→ **Instructions to follow**
Look through the entries below for the string "skirting", and copy each line where it is found.

→ **Saved entries**
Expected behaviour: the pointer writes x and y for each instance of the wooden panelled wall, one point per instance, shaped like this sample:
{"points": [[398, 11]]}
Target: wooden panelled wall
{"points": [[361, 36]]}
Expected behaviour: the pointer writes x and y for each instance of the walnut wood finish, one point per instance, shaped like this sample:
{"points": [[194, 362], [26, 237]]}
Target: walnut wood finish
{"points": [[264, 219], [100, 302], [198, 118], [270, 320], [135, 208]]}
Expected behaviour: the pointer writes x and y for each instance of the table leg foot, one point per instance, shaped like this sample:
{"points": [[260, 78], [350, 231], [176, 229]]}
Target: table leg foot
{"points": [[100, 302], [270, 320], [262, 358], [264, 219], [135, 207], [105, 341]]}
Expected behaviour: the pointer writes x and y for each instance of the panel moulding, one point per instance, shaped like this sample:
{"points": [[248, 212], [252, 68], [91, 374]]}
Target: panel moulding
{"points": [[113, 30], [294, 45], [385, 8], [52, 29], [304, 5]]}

==

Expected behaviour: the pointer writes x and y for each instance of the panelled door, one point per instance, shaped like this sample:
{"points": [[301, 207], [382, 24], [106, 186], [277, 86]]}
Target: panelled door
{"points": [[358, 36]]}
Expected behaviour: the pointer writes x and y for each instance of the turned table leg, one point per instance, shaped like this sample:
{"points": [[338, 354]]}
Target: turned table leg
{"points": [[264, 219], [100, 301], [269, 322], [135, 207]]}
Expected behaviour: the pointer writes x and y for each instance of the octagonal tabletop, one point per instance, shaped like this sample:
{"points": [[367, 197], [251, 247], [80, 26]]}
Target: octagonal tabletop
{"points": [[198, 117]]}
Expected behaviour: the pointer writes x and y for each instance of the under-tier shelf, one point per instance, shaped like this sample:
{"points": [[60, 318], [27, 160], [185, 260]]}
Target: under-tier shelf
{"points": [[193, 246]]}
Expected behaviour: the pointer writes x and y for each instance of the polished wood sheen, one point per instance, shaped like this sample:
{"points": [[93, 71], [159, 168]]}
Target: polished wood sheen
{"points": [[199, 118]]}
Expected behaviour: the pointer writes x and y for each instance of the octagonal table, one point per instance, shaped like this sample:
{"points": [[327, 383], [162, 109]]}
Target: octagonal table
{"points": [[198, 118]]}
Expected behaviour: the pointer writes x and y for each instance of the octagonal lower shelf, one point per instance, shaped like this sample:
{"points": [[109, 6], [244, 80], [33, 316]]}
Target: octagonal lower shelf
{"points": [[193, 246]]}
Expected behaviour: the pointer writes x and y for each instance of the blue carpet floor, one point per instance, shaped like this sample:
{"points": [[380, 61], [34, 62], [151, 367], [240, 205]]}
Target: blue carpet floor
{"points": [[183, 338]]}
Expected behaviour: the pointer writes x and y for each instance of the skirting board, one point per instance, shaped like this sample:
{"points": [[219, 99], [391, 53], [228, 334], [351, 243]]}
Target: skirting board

...

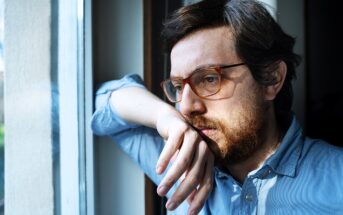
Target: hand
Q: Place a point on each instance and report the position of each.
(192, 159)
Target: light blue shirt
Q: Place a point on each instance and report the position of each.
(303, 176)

→ **Exercise output**
Expected behaviour: the pointer writes x and y for each instance of the skirting board, one point per instance, shaped like this sample:
Target: skirting board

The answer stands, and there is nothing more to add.